## Stated exercise
List every line of the material that contains the string "white", matching case exactly.

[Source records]

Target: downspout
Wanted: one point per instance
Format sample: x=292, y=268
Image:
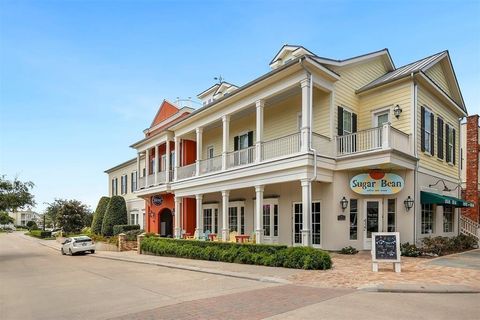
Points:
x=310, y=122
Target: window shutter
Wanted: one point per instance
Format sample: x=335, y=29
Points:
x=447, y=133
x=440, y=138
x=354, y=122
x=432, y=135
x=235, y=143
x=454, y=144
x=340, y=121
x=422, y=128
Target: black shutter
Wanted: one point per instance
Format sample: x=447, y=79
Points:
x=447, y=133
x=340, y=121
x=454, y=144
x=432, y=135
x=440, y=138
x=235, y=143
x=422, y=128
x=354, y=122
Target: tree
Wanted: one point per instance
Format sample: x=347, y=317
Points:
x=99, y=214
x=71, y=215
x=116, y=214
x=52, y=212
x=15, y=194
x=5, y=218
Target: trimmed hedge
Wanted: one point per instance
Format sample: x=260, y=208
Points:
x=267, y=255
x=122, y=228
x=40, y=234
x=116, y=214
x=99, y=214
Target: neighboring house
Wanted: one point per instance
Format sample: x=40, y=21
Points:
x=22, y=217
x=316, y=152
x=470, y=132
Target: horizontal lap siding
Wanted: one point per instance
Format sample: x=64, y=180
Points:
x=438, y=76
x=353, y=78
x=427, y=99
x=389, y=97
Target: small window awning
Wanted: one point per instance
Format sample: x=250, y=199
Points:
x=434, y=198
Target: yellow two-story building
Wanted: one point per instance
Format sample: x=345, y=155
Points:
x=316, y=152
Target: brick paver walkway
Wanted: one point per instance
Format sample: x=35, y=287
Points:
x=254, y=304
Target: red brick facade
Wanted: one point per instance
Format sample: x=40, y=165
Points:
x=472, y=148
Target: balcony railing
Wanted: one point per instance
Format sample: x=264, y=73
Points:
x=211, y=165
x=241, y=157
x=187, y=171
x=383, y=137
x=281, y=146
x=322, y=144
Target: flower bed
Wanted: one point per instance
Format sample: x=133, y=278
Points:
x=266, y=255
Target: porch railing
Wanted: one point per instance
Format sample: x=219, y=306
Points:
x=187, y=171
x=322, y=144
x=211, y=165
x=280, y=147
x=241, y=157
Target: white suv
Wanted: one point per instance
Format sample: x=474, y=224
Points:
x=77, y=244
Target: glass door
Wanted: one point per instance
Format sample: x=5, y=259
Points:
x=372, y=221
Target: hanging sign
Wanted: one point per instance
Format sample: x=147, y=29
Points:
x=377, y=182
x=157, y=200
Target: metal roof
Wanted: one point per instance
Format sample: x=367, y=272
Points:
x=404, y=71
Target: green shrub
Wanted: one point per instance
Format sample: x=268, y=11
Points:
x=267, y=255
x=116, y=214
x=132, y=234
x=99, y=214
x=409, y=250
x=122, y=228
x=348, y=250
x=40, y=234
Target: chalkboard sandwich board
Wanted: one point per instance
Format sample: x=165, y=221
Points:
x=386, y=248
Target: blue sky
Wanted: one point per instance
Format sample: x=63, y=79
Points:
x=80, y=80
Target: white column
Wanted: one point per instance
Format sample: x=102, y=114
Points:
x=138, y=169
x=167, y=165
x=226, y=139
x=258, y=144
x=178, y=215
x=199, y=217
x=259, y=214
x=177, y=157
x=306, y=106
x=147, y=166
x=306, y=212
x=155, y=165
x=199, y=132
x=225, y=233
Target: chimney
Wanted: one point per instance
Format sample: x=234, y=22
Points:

* * *

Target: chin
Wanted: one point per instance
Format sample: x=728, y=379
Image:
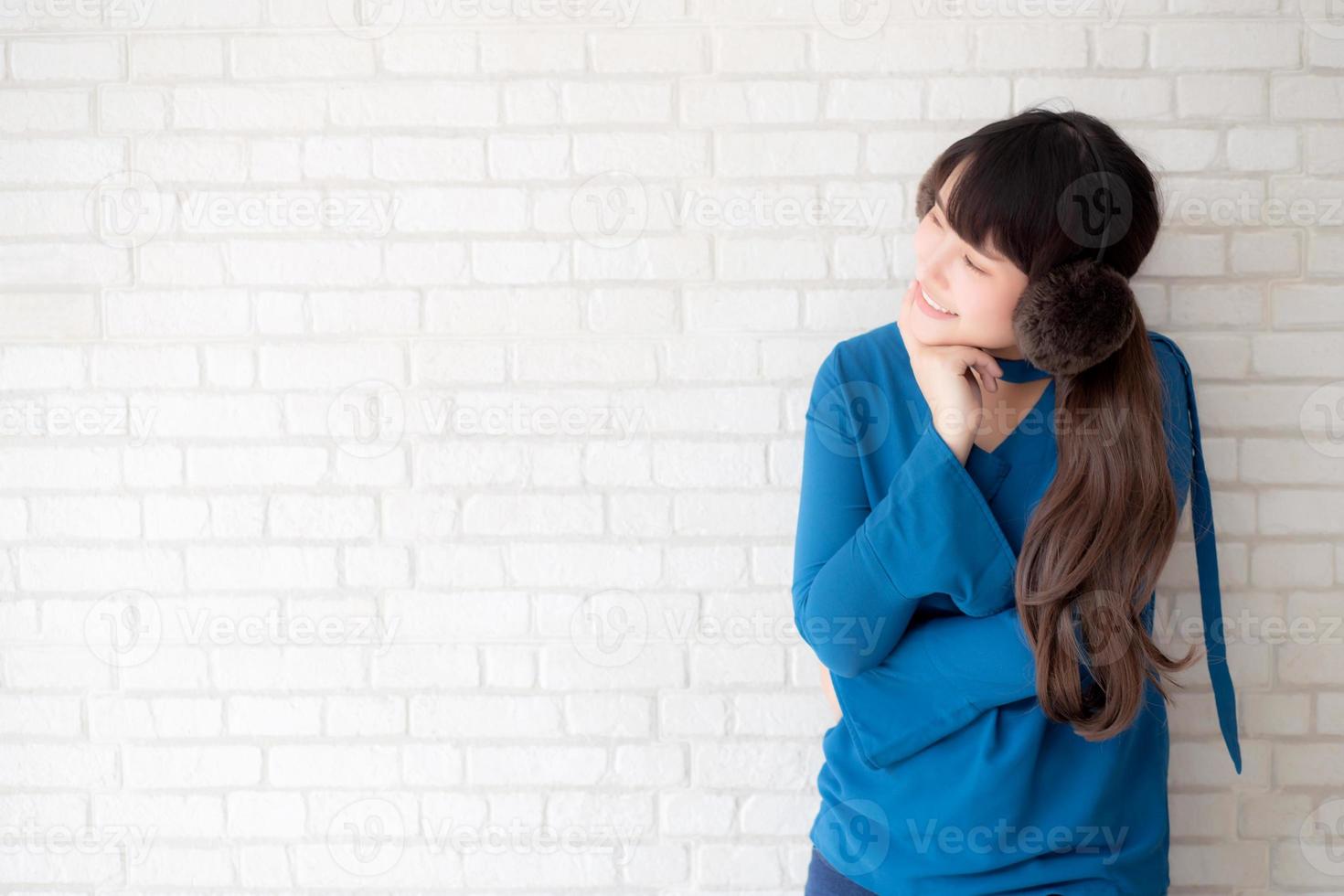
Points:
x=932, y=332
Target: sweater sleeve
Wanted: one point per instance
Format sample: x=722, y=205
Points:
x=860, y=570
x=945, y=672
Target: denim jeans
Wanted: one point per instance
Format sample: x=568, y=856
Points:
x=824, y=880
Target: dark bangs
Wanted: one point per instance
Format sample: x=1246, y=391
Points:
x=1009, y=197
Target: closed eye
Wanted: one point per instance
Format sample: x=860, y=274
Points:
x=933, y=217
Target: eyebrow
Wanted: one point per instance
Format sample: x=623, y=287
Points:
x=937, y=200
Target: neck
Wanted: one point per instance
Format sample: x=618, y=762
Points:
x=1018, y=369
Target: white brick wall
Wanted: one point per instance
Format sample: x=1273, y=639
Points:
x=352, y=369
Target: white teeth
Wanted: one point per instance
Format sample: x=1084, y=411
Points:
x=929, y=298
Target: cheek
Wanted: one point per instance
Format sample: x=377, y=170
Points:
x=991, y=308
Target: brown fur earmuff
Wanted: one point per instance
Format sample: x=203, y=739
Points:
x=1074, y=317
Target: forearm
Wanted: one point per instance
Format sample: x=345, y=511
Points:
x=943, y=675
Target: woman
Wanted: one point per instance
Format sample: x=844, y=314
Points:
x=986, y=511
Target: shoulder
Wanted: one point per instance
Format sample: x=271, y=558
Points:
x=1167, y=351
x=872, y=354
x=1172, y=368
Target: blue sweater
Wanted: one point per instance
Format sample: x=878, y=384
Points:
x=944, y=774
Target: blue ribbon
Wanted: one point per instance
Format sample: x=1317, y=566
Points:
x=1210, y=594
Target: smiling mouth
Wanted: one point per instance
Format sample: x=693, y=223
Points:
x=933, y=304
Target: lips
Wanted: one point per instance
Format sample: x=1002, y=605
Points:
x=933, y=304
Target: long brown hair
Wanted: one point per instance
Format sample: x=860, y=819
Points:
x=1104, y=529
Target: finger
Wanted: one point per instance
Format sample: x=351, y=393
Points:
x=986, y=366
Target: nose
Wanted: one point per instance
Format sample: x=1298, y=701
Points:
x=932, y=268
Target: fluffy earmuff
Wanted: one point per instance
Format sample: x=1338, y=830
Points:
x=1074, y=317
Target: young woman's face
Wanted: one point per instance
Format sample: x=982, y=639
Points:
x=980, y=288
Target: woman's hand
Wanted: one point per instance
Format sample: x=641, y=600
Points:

## Response to the task
Target: white suv
Target: white column
Target: white brick wall
Target: white teeth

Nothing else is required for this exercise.